Dataset entries:
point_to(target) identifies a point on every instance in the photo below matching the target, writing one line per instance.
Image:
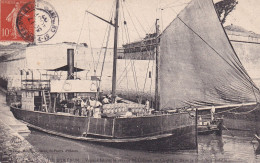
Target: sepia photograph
(129, 81)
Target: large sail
(198, 65)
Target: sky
(75, 25)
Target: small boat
(195, 67)
(208, 126)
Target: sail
(198, 65)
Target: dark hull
(164, 132)
(243, 118)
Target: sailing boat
(195, 67)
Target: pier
(13, 146)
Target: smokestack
(70, 62)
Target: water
(211, 148)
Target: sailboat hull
(161, 132)
(240, 118)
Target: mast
(115, 53)
(157, 96)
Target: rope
(91, 49)
(107, 31)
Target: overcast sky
(76, 26)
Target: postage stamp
(8, 15)
(46, 21)
(27, 20)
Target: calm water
(211, 149)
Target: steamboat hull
(158, 132)
(241, 118)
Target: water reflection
(210, 149)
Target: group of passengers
(92, 107)
(88, 107)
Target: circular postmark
(37, 22)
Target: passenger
(147, 106)
(97, 113)
(105, 100)
(84, 107)
(212, 112)
(78, 107)
(94, 104)
(128, 113)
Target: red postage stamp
(10, 9)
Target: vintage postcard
(129, 81)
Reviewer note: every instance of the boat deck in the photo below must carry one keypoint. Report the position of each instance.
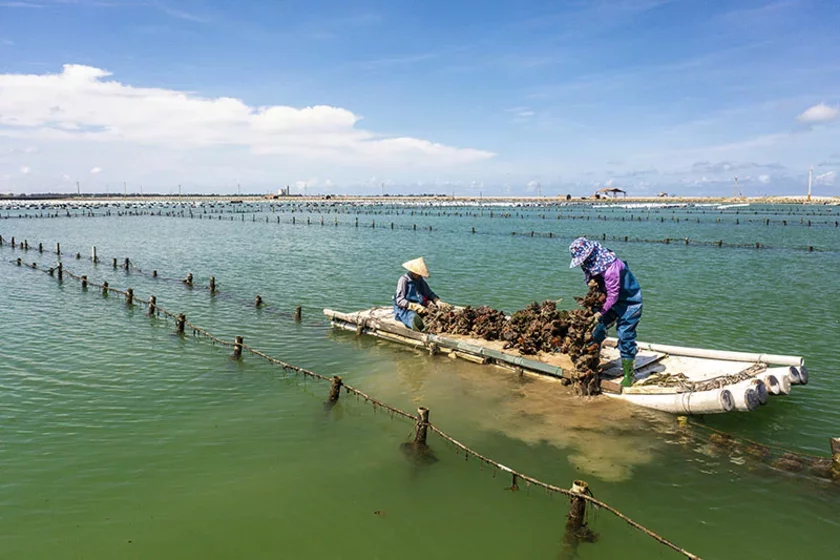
(670, 378)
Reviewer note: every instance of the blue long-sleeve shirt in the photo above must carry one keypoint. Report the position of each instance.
(421, 286)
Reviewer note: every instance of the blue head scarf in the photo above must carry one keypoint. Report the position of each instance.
(591, 256)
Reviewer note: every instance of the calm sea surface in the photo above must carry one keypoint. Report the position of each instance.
(119, 439)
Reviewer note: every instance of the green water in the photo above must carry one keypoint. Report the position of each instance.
(120, 440)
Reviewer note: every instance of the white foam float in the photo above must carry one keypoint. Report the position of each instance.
(714, 401)
(746, 398)
(772, 383)
(782, 376)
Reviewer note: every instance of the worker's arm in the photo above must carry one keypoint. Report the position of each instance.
(612, 284)
(402, 291)
(426, 291)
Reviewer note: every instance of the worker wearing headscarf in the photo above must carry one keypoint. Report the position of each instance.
(414, 295)
(623, 304)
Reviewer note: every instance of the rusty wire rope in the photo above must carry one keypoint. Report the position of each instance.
(377, 403)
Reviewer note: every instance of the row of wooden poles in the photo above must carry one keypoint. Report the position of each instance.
(576, 528)
(687, 217)
(125, 265)
(789, 460)
(551, 235)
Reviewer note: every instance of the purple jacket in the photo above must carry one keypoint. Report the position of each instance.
(610, 282)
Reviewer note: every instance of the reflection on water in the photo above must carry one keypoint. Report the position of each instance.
(602, 437)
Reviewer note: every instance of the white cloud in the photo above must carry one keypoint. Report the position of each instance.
(826, 178)
(818, 114)
(80, 105)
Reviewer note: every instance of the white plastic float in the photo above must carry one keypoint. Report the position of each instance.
(676, 379)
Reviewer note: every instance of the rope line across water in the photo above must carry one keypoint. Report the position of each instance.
(376, 402)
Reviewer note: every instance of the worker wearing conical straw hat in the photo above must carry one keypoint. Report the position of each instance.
(414, 296)
(623, 303)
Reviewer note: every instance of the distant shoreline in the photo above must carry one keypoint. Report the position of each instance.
(419, 199)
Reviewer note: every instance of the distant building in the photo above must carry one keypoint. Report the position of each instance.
(609, 191)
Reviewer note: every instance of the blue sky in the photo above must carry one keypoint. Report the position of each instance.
(466, 97)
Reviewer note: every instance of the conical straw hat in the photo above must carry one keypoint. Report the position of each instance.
(417, 266)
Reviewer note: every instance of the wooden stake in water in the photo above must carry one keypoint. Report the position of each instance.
(335, 390)
(422, 426)
(576, 527)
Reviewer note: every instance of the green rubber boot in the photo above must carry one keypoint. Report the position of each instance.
(629, 375)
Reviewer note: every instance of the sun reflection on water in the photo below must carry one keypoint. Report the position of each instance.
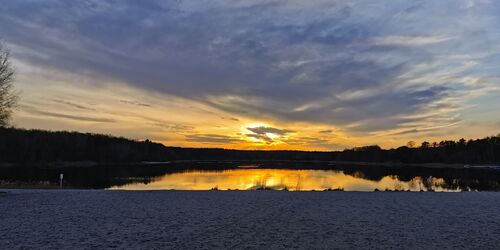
(284, 179)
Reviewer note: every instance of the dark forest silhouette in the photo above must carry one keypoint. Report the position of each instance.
(37, 146)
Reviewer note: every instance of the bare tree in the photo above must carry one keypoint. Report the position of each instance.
(8, 97)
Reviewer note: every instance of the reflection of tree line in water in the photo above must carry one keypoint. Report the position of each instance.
(105, 176)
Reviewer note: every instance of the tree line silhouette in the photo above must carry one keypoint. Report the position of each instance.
(38, 146)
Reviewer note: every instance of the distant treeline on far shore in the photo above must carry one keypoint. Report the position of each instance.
(37, 146)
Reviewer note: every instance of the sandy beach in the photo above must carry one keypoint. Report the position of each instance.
(101, 219)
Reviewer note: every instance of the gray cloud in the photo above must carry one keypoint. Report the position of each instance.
(264, 130)
(361, 66)
(212, 138)
(135, 103)
(74, 105)
(66, 116)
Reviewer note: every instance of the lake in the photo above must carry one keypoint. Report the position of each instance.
(291, 176)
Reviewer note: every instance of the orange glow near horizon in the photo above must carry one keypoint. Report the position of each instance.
(293, 180)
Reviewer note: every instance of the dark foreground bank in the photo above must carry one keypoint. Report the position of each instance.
(90, 219)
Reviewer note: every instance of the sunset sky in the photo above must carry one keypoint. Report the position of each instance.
(306, 75)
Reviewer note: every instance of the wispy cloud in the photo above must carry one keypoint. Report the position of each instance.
(212, 138)
(66, 116)
(363, 68)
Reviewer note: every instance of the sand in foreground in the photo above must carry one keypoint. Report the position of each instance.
(90, 219)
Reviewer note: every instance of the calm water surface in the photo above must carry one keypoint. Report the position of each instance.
(292, 176)
(283, 179)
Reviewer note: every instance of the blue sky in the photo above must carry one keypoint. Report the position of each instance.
(368, 71)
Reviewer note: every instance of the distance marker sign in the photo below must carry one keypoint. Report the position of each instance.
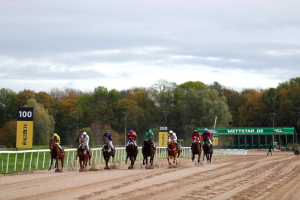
(24, 127)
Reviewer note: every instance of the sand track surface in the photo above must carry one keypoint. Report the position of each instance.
(255, 176)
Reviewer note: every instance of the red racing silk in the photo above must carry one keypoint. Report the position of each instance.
(199, 136)
(206, 133)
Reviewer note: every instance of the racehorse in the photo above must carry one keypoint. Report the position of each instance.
(83, 156)
(107, 152)
(196, 149)
(56, 154)
(148, 151)
(207, 149)
(172, 151)
(132, 152)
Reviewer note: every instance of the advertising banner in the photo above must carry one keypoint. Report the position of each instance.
(162, 134)
(24, 128)
(250, 131)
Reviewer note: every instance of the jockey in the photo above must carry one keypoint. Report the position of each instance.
(79, 139)
(86, 138)
(109, 136)
(206, 133)
(196, 133)
(131, 135)
(56, 139)
(173, 136)
(147, 136)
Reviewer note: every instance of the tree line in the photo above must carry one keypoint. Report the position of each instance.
(191, 105)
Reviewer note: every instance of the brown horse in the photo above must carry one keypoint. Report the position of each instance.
(207, 150)
(196, 149)
(132, 152)
(172, 151)
(148, 151)
(83, 156)
(107, 152)
(56, 154)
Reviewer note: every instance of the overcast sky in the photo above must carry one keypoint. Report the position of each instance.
(127, 43)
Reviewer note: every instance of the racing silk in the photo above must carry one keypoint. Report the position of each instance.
(132, 136)
(152, 134)
(107, 135)
(199, 136)
(86, 139)
(57, 140)
(173, 137)
(206, 133)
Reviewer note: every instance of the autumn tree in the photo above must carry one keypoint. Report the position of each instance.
(201, 108)
(43, 123)
(162, 92)
(8, 106)
(8, 134)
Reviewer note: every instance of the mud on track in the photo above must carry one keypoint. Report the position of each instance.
(255, 176)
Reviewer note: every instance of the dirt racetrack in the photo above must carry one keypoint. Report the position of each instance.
(255, 176)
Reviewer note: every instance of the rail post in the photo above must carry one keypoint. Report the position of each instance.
(30, 163)
(44, 159)
(37, 161)
(15, 167)
(7, 163)
(286, 142)
(23, 162)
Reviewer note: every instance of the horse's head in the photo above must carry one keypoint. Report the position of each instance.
(131, 141)
(150, 139)
(82, 147)
(195, 138)
(51, 144)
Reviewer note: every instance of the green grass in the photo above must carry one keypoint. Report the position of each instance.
(37, 159)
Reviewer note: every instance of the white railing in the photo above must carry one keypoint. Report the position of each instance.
(39, 158)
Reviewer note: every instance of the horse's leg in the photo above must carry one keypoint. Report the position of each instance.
(174, 156)
(50, 163)
(113, 155)
(56, 163)
(62, 161)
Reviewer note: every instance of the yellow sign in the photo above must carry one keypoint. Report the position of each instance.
(162, 140)
(25, 128)
(215, 140)
(24, 134)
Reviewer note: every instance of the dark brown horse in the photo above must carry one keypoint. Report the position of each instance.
(107, 152)
(172, 150)
(132, 152)
(148, 151)
(56, 154)
(207, 149)
(196, 149)
(84, 158)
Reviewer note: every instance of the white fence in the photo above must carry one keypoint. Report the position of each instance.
(20, 161)
(230, 152)
(28, 160)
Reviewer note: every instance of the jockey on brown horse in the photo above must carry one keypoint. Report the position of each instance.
(84, 155)
(207, 133)
(173, 136)
(196, 145)
(173, 149)
(56, 152)
(149, 148)
(108, 149)
(207, 145)
(131, 148)
(86, 139)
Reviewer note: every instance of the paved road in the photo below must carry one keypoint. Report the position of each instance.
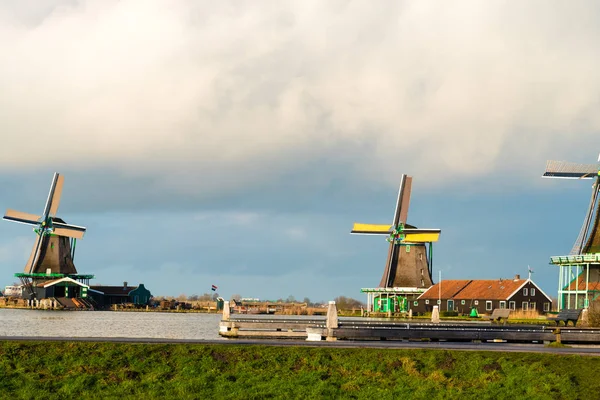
(466, 346)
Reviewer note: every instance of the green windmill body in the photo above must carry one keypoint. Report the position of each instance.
(54, 249)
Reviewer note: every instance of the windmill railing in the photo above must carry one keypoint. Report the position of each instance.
(576, 259)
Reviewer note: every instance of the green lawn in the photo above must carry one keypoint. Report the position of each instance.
(61, 370)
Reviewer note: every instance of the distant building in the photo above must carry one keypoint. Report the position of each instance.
(109, 295)
(13, 291)
(484, 296)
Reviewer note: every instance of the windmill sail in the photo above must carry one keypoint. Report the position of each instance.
(407, 264)
(593, 242)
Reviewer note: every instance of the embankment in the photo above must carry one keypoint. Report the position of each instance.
(59, 370)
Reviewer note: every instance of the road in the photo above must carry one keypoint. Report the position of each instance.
(463, 346)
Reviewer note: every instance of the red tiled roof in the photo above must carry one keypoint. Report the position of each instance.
(493, 289)
(574, 285)
(449, 289)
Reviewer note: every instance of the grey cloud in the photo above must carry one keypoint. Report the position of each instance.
(219, 98)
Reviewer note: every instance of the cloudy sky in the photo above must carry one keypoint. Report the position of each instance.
(235, 142)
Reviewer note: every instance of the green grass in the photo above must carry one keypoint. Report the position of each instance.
(62, 370)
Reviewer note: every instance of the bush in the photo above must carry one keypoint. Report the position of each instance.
(448, 314)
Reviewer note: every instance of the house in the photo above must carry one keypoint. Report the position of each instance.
(13, 291)
(61, 287)
(483, 295)
(109, 295)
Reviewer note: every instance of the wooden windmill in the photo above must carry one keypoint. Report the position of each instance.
(579, 272)
(54, 249)
(408, 263)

To be done: The required output is the span of lines from the one containing "Reviewer note: every instance of the red tiled" to the last line, reproduced character for character.

Solution:
Reviewer note: every instance of the red tiled roof in the photo above must carry one keypoint. Report the position of each instance.
(493, 289)
(574, 285)
(449, 289)
Reviewer note: every instance of the grey cloud in the photo above must carry one keypoint. Report the position of each instance.
(219, 98)
Reviewer note: every instance of the cloudy sky in the photo above must carry one keypoint. Report the position of each instance.
(235, 142)
Reviewer note: every instance of the green grass in the photo above must carry one keypoint. Report the position of each instance.
(62, 370)
Reviewer note: every instance of the bush in the photo above must carry one keypoint. Report the position of each instance.
(448, 314)
Reviewer note: every instance of the house in the photo above must carry one keypoint. Report the position of each instance.
(13, 291)
(61, 287)
(483, 295)
(109, 295)
Reviewer note: every instance of the wooden windmill in the photo above must carry one keypoint. Report the position of each instance.
(579, 272)
(54, 249)
(408, 263)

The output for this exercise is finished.